| YOUR INSTRUCTIONS |
Reproduce the records below verbatim, leaving out the pictures.

| INPUT RECORDS |

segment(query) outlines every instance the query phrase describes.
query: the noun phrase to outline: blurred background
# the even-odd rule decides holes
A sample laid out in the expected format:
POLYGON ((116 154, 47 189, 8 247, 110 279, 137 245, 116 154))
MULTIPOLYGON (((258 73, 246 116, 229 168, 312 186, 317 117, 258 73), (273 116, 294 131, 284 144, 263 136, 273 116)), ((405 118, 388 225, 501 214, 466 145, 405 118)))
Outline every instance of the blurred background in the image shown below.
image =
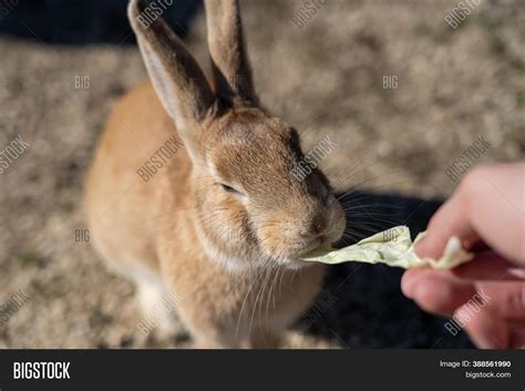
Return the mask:
MULTIPOLYGON (((240 0, 261 102, 338 147, 321 167, 341 195, 352 243, 408 224, 424 229, 471 164, 525 156, 525 6, 521 0, 240 0), (449 21, 449 22, 447 22, 449 21)), ((126 0, 0 0, 0 347, 191 348, 137 330, 133 287, 106 271, 81 213, 83 181, 106 116, 146 78, 126 0), (16 311, 6 303, 22 290, 16 311)), ((207 66, 200 1, 165 14, 207 66)), ((401 270, 330 268, 288 348, 462 348, 447 319, 400 291, 401 270)))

| EXERCISE ANSWER |
segment(query) outlines every instance the query phrase describes.
query: the noun phrase to outline: blurred background
# the even-odd rule decides holes
A sample laid out in the expected format:
POLYGON ((116 154, 47 189, 8 247, 110 279, 137 245, 116 154))
MULTIPOLYGON (((258 73, 246 116, 229 168, 312 186, 317 117, 258 73), (273 116, 294 131, 284 144, 263 136, 273 116)), ((405 118, 388 225, 501 214, 466 145, 405 118)))
Outline every instance of the blurred background in the image shown below.
image =
Return the mask:
MULTIPOLYGON (((240 0, 261 102, 338 147, 321 167, 341 195, 352 243, 408 224, 424 229, 471 164, 525 156, 525 6, 521 0, 240 0), (449 21, 449 22, 447 22, 449 21)), ((126 0, 0 0, 0 347, 191 348, 137 330, 133 287, 106 271, 81 213, 83 181, 106 116, 146 78, 126 0), (16 311, 6 303, 22 290, 16 311)), ((207 66, 200 1, 165 14, 207 66)), ((401 270, 330 268, 288 348, 462 348, 447 319, 400 291, 401 270)))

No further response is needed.